REQUEST |
Nothing but the lines from the one with "the form [524,345]." to the final line should be returned, each exactly as it appears.

----------

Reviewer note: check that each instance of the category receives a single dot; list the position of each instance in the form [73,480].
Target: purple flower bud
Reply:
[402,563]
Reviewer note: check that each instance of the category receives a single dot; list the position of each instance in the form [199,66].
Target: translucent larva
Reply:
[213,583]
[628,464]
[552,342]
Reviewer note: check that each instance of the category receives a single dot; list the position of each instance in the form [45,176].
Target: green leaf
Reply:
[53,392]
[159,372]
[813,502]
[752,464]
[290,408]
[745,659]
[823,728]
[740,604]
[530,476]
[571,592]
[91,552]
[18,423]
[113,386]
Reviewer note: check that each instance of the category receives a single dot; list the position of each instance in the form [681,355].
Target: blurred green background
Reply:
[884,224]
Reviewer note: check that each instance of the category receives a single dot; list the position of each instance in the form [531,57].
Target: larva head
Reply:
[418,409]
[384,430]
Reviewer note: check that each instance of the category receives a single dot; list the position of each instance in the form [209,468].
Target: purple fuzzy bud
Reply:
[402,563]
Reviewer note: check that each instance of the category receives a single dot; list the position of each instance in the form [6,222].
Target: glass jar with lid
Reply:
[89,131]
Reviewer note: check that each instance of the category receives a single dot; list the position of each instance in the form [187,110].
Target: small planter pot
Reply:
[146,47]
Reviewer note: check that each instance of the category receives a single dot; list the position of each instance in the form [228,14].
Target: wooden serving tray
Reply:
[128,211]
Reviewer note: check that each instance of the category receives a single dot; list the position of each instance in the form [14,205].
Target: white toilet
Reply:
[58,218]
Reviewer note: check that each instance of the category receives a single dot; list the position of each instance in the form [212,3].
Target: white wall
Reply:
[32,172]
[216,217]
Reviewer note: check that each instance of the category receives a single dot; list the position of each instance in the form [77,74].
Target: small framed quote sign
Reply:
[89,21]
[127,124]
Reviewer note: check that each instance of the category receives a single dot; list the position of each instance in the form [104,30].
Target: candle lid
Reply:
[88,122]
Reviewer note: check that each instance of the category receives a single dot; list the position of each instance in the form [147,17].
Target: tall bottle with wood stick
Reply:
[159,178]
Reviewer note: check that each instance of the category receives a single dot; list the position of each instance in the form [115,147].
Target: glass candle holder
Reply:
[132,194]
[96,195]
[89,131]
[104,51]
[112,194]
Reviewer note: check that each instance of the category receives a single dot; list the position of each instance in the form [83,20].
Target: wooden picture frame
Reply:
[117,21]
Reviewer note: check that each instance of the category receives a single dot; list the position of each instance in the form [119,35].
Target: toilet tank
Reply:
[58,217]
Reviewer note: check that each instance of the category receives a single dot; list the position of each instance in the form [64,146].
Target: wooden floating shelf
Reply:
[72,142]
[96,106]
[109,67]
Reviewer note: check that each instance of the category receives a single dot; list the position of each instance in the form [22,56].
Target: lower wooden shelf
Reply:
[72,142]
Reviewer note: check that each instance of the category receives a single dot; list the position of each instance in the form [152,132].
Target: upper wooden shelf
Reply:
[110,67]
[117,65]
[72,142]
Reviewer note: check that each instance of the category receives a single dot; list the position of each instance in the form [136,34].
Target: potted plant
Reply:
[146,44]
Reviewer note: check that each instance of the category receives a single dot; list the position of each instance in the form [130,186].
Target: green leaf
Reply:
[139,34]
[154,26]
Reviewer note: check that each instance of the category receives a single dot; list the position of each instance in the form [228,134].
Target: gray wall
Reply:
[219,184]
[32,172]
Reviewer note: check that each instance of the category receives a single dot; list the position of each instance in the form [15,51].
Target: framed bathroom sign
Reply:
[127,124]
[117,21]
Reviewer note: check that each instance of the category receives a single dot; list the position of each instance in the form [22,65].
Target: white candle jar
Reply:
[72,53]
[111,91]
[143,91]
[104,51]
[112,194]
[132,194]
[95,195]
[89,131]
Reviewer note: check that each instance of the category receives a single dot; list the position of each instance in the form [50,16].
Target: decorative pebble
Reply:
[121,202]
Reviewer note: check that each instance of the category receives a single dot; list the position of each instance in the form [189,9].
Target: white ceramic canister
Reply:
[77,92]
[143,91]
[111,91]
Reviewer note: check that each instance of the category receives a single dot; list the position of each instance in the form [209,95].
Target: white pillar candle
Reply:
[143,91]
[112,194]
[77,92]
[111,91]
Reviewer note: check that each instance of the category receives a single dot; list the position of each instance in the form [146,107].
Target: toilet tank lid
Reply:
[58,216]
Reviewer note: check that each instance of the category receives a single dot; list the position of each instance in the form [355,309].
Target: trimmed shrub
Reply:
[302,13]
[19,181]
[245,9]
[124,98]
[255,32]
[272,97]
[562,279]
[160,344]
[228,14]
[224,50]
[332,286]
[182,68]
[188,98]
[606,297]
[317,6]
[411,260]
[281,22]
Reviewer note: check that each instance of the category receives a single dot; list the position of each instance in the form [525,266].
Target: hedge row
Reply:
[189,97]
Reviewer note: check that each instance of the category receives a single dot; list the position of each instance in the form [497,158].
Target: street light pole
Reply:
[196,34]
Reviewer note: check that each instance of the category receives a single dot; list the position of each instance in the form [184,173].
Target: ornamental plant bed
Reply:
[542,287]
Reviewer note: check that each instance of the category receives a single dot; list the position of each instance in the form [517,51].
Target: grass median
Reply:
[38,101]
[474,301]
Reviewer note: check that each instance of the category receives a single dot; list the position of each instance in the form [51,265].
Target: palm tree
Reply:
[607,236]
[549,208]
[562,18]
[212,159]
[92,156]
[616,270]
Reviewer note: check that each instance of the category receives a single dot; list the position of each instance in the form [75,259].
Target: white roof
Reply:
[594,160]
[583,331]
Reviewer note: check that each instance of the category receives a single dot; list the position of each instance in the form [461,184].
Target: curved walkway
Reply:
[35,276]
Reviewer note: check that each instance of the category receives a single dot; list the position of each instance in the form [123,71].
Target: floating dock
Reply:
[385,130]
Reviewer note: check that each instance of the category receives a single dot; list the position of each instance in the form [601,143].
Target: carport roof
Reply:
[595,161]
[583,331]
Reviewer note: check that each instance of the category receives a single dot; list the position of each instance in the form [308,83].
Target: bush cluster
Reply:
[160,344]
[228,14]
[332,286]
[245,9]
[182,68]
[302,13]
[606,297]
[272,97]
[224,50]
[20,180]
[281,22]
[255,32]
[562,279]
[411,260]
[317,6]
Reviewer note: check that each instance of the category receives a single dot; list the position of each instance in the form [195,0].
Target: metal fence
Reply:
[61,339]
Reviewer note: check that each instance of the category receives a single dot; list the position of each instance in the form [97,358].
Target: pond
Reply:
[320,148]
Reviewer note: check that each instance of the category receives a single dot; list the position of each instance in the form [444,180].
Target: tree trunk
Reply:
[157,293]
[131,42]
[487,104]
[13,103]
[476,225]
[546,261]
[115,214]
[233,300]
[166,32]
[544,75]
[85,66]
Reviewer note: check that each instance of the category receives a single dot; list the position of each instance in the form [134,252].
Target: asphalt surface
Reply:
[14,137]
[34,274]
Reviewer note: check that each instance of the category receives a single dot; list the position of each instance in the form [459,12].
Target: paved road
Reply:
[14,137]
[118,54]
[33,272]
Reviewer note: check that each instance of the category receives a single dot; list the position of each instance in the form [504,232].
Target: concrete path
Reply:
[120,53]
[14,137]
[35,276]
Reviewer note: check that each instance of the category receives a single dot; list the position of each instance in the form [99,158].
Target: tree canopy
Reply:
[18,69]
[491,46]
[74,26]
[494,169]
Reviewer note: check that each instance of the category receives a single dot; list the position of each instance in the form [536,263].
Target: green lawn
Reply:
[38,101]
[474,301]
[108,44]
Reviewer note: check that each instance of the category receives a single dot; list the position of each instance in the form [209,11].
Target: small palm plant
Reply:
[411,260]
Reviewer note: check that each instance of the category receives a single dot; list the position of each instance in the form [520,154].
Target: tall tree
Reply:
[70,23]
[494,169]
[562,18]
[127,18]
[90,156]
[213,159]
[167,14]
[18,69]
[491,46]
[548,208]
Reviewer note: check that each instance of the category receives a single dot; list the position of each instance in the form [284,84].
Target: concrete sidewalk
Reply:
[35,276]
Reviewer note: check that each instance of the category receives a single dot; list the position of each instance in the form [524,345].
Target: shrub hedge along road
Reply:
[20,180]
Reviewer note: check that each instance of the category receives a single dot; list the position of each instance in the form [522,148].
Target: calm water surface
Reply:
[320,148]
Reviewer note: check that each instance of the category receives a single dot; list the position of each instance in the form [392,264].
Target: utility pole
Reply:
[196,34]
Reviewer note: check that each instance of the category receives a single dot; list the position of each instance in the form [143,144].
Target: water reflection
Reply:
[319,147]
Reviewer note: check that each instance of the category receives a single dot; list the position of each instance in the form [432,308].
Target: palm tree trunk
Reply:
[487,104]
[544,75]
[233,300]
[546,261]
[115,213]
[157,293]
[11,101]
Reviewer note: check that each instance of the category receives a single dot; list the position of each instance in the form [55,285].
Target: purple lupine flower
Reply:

----------

RESULT FOR THIS EXERCISE |
Reviewer note: check that each instance of the category receives a single dot; list the position of each instance in the form [524,345].
Target: shrub hedge along road
Reply:
[20,180]
Reviewer note: check that each instance of the category receives a single dot; list the position of each instance in the form [522,148].
Target: calm water surface
Reply:
[320,148]
Reviewer note: check that each instance of the category receives a single dot; list the position of each instance in the form [392,264].
Target: utility pole
Reply:
[196,34]
Reviewer note: check that each instance of the category receives a single dot; list the position of each instance in the form [143,144].
Target: water reflection
Reply:
[319,147]
Reviewer note: check that each instance of the category receives a single dot; list the position of each instance in the form [432,308].
Target: palm tree trunk
Reply:
[487,104]
[544,75]
[233,300]
[546,261]
[115,213]
[157,293]
[11,101]
Reviewer note: check that each instance of the category receives a single dot; list the position of each instance in the form [55,285].
Target: purple lupine flower
Reply:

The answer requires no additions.